掲載本文
おばあちゃんがお母さんに問い詰められて、僕に大金を渡した事を白状してしまったのだ。
夕食の後、お茶の間に正座させられて尋問が始まった。
一体、3万円もの大金を何に使ったのか。
いくらなんでも全てポケカーに費やしたとは言えないので、この時の言い訳にはずいぶん苦労したのを覚えている。
とにかく、お父さんお母さんにはこってり叱られて、しばらくは懲りてしまった。
それに、その頃からだんだんポケカーにも興味がなくなってきて、一体何で僕はこんなにポケカーを集めてしまったのだろう。
と激しい後悔の念にも襲われるようになった。
まぁ、大人になった今となっては、そんなお金の使い方は流石にしないけれども。
今でもこの時の事を思い出すと、恥ずかしくて穴に入りたくなる気持ちになる。
あと、このエッセイを書くにあたって、ポケカーについてネットで調べていたら、その頃集めていたカードは、どれもオークションで、もの凄い高値で転売されているというのを見つけて。
しまった、そんな事なら全部捨てずに取っておけばよかったなぁ。と、
ここでも激しい後悔の念を覚えてしまった。

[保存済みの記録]
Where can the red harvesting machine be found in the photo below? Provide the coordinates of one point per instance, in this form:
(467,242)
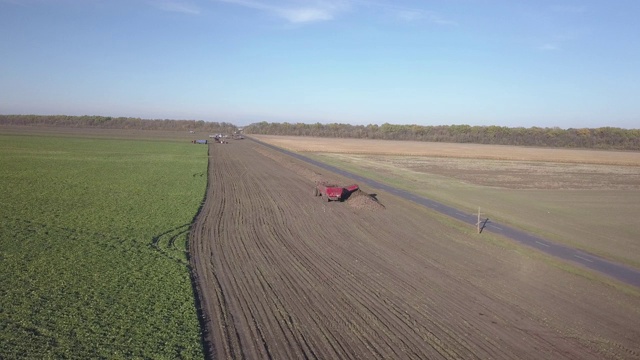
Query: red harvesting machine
(334,192)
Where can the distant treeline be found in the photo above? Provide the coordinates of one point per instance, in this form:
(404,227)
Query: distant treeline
(107,122)
(600,138)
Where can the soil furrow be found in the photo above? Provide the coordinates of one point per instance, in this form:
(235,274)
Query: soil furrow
(283,274)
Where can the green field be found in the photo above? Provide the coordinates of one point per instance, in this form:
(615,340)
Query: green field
(93,243)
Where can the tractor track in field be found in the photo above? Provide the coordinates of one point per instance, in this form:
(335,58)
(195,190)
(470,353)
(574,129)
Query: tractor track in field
(281,275)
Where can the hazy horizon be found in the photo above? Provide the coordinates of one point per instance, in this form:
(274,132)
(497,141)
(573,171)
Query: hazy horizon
(569,64)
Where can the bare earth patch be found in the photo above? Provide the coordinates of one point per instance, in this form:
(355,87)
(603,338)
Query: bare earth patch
(281,275)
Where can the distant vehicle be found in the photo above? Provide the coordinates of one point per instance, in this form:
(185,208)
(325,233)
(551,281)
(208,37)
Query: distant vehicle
(334,192)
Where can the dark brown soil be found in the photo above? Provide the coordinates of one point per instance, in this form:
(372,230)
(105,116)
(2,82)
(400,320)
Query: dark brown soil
(282,275)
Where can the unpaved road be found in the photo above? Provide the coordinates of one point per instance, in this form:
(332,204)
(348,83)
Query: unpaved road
(617,271)
(282,275)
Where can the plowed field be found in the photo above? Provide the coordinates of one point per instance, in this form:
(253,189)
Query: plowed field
(280,274)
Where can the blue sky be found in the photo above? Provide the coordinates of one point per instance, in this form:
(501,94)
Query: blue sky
(479,62)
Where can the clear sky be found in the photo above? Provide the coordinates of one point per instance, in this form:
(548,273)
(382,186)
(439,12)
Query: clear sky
(573,63)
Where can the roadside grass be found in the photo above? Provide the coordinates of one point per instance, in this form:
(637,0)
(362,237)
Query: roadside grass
(93,247)
(469,234)
(602,222)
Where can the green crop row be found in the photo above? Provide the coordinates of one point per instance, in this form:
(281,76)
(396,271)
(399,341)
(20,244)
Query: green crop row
(93,247)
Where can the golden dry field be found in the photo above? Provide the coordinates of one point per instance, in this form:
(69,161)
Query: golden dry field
(473,151)
(586,199)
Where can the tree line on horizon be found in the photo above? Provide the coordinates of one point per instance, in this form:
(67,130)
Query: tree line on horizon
(108,122)
(606,138)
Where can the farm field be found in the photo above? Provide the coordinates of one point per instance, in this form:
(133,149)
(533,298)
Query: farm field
(93,243)
(582,198)
(282,274)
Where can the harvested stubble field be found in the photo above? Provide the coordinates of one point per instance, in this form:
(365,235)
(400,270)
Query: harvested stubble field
(582,198)
(282,274)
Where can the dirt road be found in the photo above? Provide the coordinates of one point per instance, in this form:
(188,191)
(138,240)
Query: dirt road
(282,275)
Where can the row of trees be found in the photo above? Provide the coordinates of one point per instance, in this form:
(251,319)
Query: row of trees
(107,122)
(599,138)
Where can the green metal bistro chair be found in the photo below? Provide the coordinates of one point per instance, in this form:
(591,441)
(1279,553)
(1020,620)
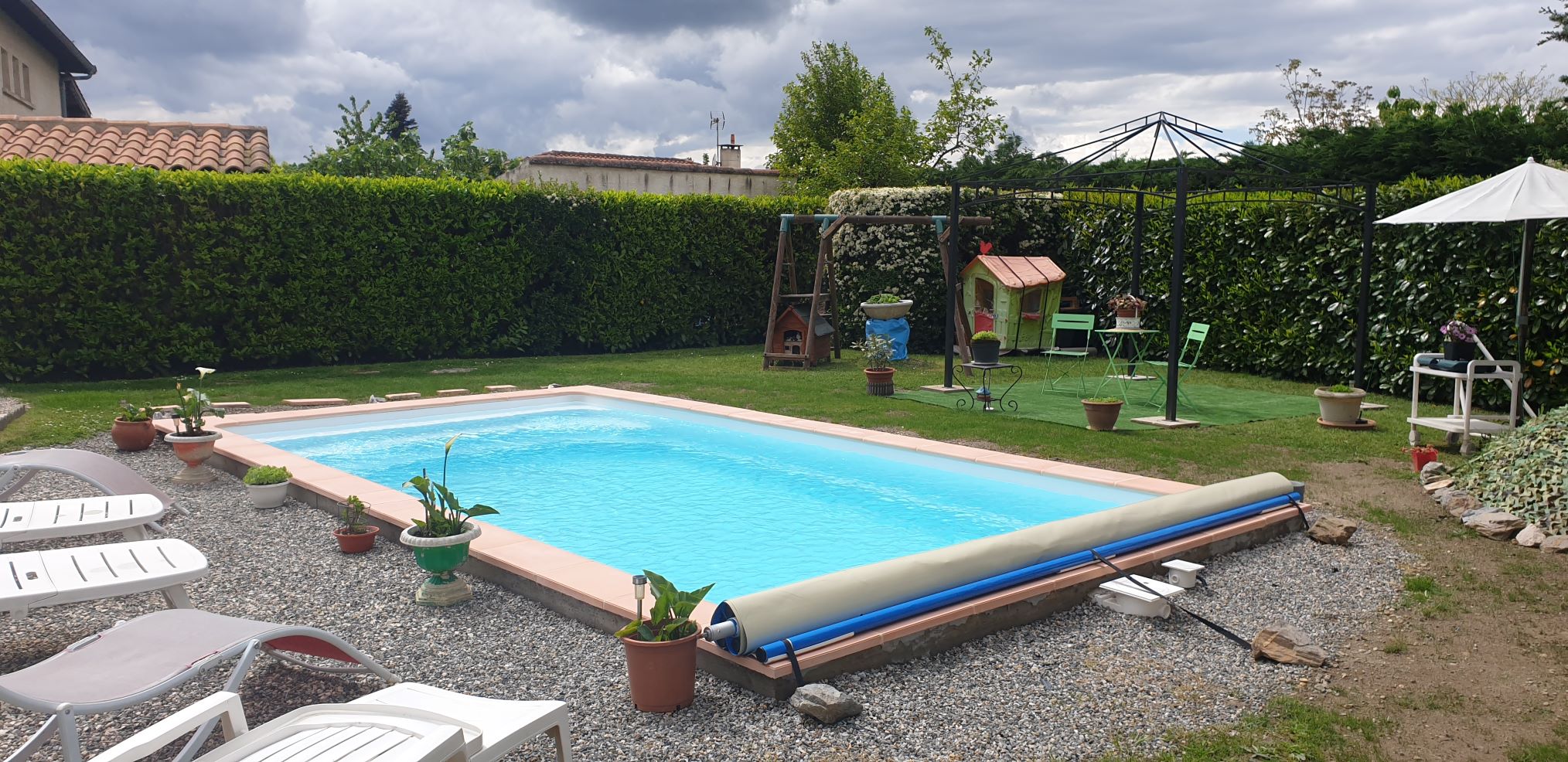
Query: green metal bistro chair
(1060,321)
(1197,335)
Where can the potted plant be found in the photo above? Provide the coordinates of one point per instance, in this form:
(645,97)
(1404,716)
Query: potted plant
(441,539)
(355,535)
(660,651)
(190,441)
(987,347)
(1339,403)
(268,485)
(877,352)
(886,306)
(1459,341)
(1128,309)
(1103,413)
(132,430)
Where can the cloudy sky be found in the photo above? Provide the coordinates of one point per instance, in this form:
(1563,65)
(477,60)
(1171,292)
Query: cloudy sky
(642,76)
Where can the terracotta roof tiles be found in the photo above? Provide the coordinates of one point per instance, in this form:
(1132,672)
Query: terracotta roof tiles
(216,148)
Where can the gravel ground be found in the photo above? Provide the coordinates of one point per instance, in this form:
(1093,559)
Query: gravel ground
(1075,685)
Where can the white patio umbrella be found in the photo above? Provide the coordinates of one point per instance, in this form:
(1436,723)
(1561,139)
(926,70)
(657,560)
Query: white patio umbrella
(1526,193)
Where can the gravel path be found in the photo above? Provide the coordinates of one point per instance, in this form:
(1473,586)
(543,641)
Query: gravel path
(1075,685)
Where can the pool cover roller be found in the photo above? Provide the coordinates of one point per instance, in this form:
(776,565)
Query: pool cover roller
(827,607)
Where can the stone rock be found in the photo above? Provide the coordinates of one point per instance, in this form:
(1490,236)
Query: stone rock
(823,702)
(1457,502)
(1288,645)
(1333,530)
(1495,524)
(1531,536)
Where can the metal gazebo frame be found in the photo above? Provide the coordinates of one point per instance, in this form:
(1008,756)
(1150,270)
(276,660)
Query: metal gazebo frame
(1076,182)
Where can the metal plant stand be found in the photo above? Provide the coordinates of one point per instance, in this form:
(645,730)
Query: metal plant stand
(983,399)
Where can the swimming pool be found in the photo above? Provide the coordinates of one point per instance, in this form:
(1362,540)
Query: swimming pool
(697,498)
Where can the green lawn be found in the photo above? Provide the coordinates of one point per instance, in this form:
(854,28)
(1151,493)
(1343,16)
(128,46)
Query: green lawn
(66,411)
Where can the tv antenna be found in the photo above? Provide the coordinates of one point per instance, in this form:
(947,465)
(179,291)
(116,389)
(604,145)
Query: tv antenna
(715,120)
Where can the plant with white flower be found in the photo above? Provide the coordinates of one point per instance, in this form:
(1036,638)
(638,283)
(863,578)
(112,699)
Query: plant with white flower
(195,405)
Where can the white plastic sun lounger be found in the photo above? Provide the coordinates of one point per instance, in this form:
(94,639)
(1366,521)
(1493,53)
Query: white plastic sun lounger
(73,574)
(101,471)
(154,655)
(49,519)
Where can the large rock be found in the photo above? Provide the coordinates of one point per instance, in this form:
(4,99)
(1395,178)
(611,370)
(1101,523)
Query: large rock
(1288,645)
(1495,524)
(1531,536)
(823,702)
(1333,530)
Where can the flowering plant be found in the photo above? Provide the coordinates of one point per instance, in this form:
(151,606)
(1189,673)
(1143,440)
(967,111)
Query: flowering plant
(195,405)
(1459,332)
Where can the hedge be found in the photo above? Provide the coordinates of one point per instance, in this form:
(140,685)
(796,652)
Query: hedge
(121,271)
(1277,281)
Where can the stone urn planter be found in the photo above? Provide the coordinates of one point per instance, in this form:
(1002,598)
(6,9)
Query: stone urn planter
(441,557)
(896,309)
(662,673)
(193,452)
(132,434)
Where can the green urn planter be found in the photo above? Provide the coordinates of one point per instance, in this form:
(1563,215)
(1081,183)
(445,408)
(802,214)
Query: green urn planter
(441,557)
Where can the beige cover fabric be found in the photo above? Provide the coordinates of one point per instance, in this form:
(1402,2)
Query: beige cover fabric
(805,606)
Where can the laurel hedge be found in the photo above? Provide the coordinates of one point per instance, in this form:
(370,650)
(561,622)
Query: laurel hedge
(1275,280)
(121,271)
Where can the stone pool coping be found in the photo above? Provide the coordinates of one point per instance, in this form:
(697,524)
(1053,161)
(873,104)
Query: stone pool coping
(601,596)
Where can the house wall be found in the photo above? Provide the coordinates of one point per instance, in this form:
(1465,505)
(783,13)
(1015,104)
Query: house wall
(648,181)
(43,74)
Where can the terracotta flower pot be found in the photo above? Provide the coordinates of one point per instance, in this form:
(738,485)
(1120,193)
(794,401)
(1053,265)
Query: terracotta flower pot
(662,675)
(193,451)
(132,434)
(356,543)
(1101,416)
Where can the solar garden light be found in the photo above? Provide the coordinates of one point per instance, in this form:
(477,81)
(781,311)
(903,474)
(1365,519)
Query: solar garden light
(639,590)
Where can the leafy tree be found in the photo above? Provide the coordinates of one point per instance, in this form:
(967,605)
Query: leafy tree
(1314,104)
(399,120)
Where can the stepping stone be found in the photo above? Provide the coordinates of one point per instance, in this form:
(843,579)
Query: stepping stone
(314,402)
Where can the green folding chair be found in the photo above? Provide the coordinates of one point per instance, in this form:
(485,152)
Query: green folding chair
(1197,335)
(1060,321)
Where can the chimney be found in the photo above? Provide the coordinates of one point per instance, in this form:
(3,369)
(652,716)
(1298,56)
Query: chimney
(730,154)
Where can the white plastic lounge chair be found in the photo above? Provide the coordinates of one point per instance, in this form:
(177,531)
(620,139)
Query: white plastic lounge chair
(101,471)
(73,574)
(47,519)
(151,656)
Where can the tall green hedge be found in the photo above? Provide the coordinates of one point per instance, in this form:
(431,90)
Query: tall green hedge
(1277,281)
(118,271)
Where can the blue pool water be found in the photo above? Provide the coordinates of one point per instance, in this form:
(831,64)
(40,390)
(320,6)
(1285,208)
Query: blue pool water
(694,498)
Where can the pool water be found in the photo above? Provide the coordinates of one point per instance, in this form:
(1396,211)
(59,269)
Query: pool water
(695,498)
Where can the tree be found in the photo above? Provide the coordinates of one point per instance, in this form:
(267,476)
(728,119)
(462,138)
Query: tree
(1314,104)
(399,120)
(963,123)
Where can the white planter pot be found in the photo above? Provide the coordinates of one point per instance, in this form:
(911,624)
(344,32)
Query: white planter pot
(886,311)
(268,496)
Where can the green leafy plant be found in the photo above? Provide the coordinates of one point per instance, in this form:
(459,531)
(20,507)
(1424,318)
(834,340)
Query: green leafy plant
(262,475)
(135,413)
(875,352)
(353,515)
(444,513)
(195,405)
(670,617)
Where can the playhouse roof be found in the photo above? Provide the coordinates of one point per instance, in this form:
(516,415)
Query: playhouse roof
(1020,271)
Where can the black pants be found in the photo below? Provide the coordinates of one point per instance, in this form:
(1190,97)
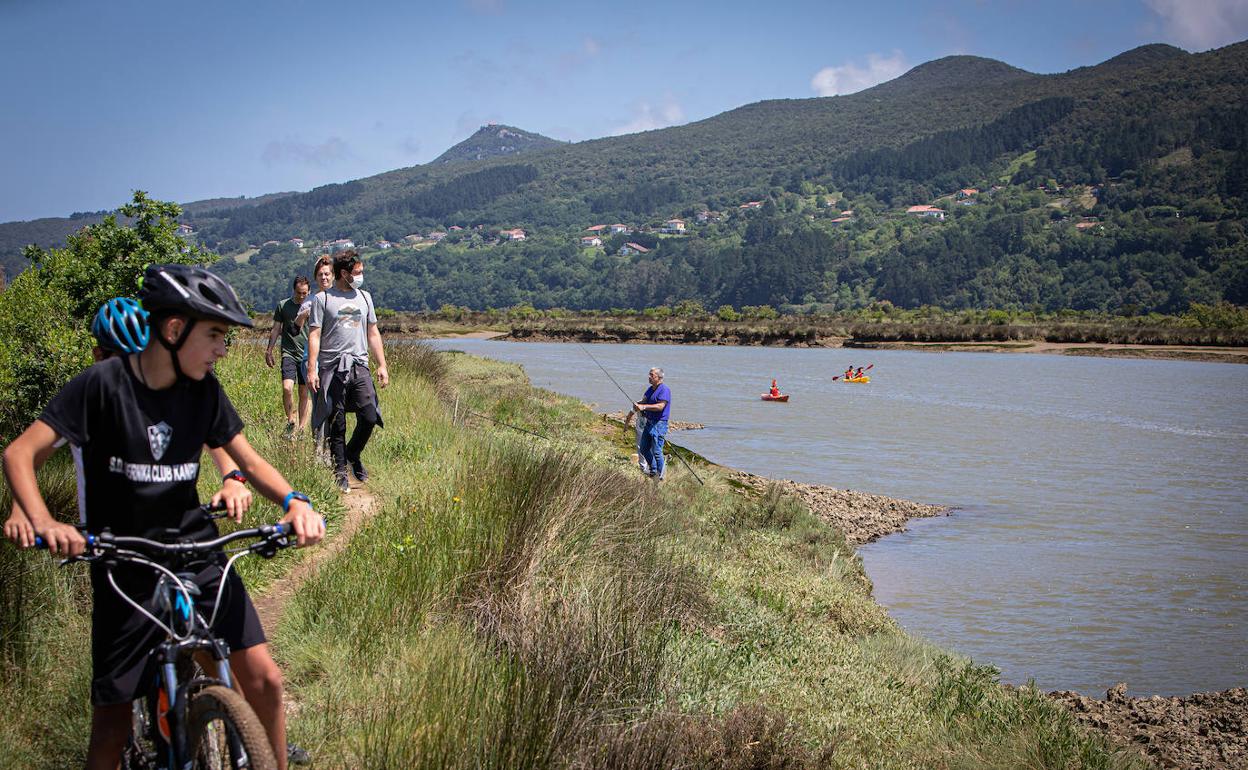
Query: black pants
(351,392)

課題の内容
**1)** ポケカーのエッセイのうち、「それに、その頃からだんだんポ」から「今でもこの時の事を思い出すと、恥ずかしくて穴に入りたくなる気持ちになる。」までの部分を、両端を含めて一字一句そのまま書き写してください。
**2)** 記録について、「Where can the green leafy」を含む行から記録の最後の行までを、両端を含めて一字一句そのまま抜き出してください。画像は回答に含めないでください。
ポケカーのエッセイと記録は、互いに関係がありません。

課題別の回答
**1)**
それに、その頃からだんだんポケカーにも興味がなくなってきて、一体何で僕はこんなにポケカーを集めてしまったのだろう。
と激しい後悔の念にも襲われるようになった。
まぁ、大人になった今となっては、そんなお金の使い方は流石にしないけれども。
今でもこの時の事を思い出すと、恥ずかしくて穴に入りたくなる気持ちになる。

**2)**
Where can the green leafy plant be found in the photo above? Provide the coordinates of one point per instance, in this form:
(459,531)
(20,507)
(1424,318)
(834,340)
Query: green leafy plant
(262,475)
(135,413)
(875,352)
(353,515)
(444,513)
(195,405)
(670,617)
Where can the playhouse roof be found in the photo above? Provide the coordinates of one point per instance, in this form:
(516,415)
Query: playhouse roof
(1020,271)
Where can the black pants be found in the photo below? Provide the coordinates of one point per instance, in this form:
(1190,97)
Query: black pants
(351,392)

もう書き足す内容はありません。